In [1]:
import pandas as pd
import csv
import random

In [2]:
# Get data from topic_reference_pmid.tsv file
def get_topic_reference_pmid_tsv_data():
    topic_reference_pmid_tsv_data = pd.read_csv('../data/output/topic_reference_pmid.tsv', sep='\t')
    return topic_reference_pmid_tsv_data

In [3]:
topic_reference_pmid_tsv_data = get_topic_reference_pmid_tsv_data()
topic_reference_pmid_tsv_data[:10]

Unnamed: 0,topic,reference PMID
0,100,12565999
1,100,11321159
2,100,11327801
3,100,12625758
4,100,8158003
5,100,10066453
6,100,9482256
7,106,14521963
8,106,12153140
9,106,9358188


In [4]:
# Get data from TREC_cleaned.tsv file
def get_trec_tsv_data():
    trec_tsv_data = pd.read_csv('../data/input/TREC_cleaned.tsv', sep='\t', names=['col_1', 'col_2', 'col_3', 'col_4'], header=None)
    return trec_tsv_data

In [5]:
trec_tsv_data = get_trec_tsv_data()
trec_tsv_data[:10]

Unnamed: 0,col_1,col_2,col_3,col_4
0,100,0,10051592,0
1,100,0,10066453,2
2,100,0,10071611,0
3,100,0,10081497,0
4,100,0,10099207,0
5,100,0,10138840,0
6,100,0,10188261,0
7,100,0,10194562,1
8,100,0,10195608,0
9,100,0,10211543,1


In [6]:
# Get data from selected_trec_topics.tsv file
def get_selected_trec_topics_tsv_data():
    selected_trec_topics_tsv_data = pd.read_csv('../data/input/selected_trec_topics.tsv', sep='\t')
    return selected_trec_topics_tsv_data

In [7]:
selected_trec_topics_tsv_data = get_selected_trec_topics_tsv_data()

In [8]:
# Select 20 documents for each reference PMID for the same topic
def get_documents_to_be_assessed(topic):
    to_be_assessed_pmids = list()
    
    # Get data for the specified topic from TREC_cleaned.tsv file
    topic_data = trec_tsv_data.loc[(trec_tsv_data['col_1'] == topic)]
    
    # Select 6-9 for definitely relevant PMIDs for the specified topic
    
    # Check if definitely relevant articles for the topic is not less than 6
    n_samples = int(selected_trec_topics_tsv_data.loc[(selected_trec_topics_tsv_data['Topic'] == topic)]['Def'])
    if n_samples < 6:
        def_rel_count = n_samples
    else:
        def_rel_count = random.randint(6, 9)
    
    def_rel_pmids = topic_data.loc[(topic_data['col_4'] == 2)]
    def_rel_pmids = def_rel_pmids.sample(n=def_rel_count)
    
    for index, row in def_rel_pmids.iterrows():
        to_be_assessed_pmids.append(row['col_3'])
    
    # Select 6-9 for partially relevant PMIDs for the specified topic
    
    # Check if partially relevant articles for the topic is not less than 6
    n_samples = int(selected_trec_topics_tsv_data.loc[(selected_trec_topics_tsv_data['Topic'] == topic)]['Partial'])
    if n_samples < 6:
        part_rel_count = n_samples
    else:
        part_rel_count = random.randint(6, 9)

* _SET EXERCISE 1_
In the notebook, what range of values can random.randint return when a topic has at least six definitely relevant articles?
* _SET EXERCISE 2_
Extend the notebook's code past its last line, `part_rel_count = random.randint(6, 9)`.
The data after this point isn't needed.

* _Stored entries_

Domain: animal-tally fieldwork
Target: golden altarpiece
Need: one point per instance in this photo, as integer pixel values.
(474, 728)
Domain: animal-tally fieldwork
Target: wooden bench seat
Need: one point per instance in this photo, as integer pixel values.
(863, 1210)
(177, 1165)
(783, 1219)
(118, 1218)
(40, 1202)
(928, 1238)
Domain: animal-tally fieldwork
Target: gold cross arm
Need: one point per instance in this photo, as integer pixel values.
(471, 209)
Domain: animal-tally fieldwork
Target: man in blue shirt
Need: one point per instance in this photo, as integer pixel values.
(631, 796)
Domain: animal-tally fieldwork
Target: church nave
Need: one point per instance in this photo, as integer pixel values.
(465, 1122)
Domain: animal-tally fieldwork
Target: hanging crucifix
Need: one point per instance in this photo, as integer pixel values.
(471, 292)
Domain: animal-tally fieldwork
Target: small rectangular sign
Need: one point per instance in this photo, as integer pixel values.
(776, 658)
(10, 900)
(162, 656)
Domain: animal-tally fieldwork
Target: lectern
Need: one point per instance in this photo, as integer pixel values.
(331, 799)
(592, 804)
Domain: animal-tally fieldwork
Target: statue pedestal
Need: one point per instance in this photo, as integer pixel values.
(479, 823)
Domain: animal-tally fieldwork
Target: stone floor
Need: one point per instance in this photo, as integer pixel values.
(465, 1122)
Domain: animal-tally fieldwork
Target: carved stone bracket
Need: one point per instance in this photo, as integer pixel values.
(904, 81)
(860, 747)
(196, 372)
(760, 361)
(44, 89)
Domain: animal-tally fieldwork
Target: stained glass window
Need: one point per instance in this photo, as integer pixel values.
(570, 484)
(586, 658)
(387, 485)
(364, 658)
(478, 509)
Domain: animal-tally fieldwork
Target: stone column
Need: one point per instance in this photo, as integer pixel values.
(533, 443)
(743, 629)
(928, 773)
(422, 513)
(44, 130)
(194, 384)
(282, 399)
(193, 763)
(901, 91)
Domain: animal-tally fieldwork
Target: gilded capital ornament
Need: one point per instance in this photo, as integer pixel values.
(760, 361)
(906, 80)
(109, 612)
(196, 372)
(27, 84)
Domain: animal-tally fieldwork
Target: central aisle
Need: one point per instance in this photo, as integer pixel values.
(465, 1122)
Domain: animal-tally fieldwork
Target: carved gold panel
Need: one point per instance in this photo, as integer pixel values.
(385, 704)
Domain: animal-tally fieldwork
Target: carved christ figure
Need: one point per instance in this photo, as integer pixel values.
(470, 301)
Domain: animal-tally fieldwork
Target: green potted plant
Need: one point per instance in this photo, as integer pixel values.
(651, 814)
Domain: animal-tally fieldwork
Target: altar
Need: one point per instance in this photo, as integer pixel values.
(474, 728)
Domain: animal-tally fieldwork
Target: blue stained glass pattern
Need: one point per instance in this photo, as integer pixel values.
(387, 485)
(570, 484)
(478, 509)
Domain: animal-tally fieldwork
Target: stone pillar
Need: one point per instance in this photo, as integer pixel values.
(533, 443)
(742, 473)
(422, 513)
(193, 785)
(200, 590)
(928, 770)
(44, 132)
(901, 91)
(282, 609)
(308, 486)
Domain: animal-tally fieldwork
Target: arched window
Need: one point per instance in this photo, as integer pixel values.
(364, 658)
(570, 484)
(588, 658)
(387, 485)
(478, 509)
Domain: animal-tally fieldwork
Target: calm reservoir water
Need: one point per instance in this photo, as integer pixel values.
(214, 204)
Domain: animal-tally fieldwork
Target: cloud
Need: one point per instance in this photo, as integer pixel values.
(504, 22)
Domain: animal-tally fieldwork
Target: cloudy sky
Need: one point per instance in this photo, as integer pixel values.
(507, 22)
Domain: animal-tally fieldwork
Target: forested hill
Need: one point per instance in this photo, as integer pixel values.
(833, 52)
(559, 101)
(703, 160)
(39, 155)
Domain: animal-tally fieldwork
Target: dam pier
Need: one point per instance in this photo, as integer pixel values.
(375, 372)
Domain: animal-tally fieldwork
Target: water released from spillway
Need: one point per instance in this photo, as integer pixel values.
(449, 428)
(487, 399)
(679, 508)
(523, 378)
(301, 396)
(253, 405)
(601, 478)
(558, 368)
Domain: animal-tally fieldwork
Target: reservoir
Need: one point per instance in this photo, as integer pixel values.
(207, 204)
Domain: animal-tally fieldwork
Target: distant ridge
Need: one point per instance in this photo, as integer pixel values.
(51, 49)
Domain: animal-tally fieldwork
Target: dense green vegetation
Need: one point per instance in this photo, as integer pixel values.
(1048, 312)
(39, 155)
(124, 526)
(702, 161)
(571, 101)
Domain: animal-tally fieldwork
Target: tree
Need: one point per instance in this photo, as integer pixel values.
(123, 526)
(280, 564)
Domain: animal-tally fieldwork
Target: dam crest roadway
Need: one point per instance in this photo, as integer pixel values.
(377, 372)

* _WRITTEN REPLY 1_
Any whole number from 6 to 9.

* _WRITTEN REPLY 2_
    
    part_rel_pmids = topic_data.loc[(topic_data['col_4'] == 1)]
    part_rel_pmids = part_rel_pmids.sample(n=part_rel_count)
    
    for index, row in part_rel_pmids.iterrows():
        to_be_assessed_pmids.append(row['col_3'])
    
    # Select the remaining irrelevant PMIDs for the specified topic
    irr_count = 20 - (def_rel_count + part_rel_count)
    
    irr_pmids = topic_data.loc[(topic_data['col_4'] == 0)]
    irr_pmids = irr_pmids.sample(n=irr_count)
    
    for index, row in irr_pmids.iterrows():
        to_be_assessed_pmids.append(row['col_3'])
        
    # Sort the documents in ascending order
    to_be_assessed_pmids.sort()
        
    return to_be_assessed_pmids

In [9]:
# Get list of tuples for the specified topic and its reference PMIDs
def get_reference_pmids_for_specified_topic(topic):
    topic_reference_pmids = list()
    
    # Get data for the specified topic from topic_reference_pmid.tsv file
    topic_data = topic_reference_pmid_tsv_data.loc[(topic_reference_pmid_tsv_data['topic'] == topic)]
    
    for index, row in topic_data.iterrows():
        topic_reference_pmids.append(tuple((topic, row['reference PMID'])))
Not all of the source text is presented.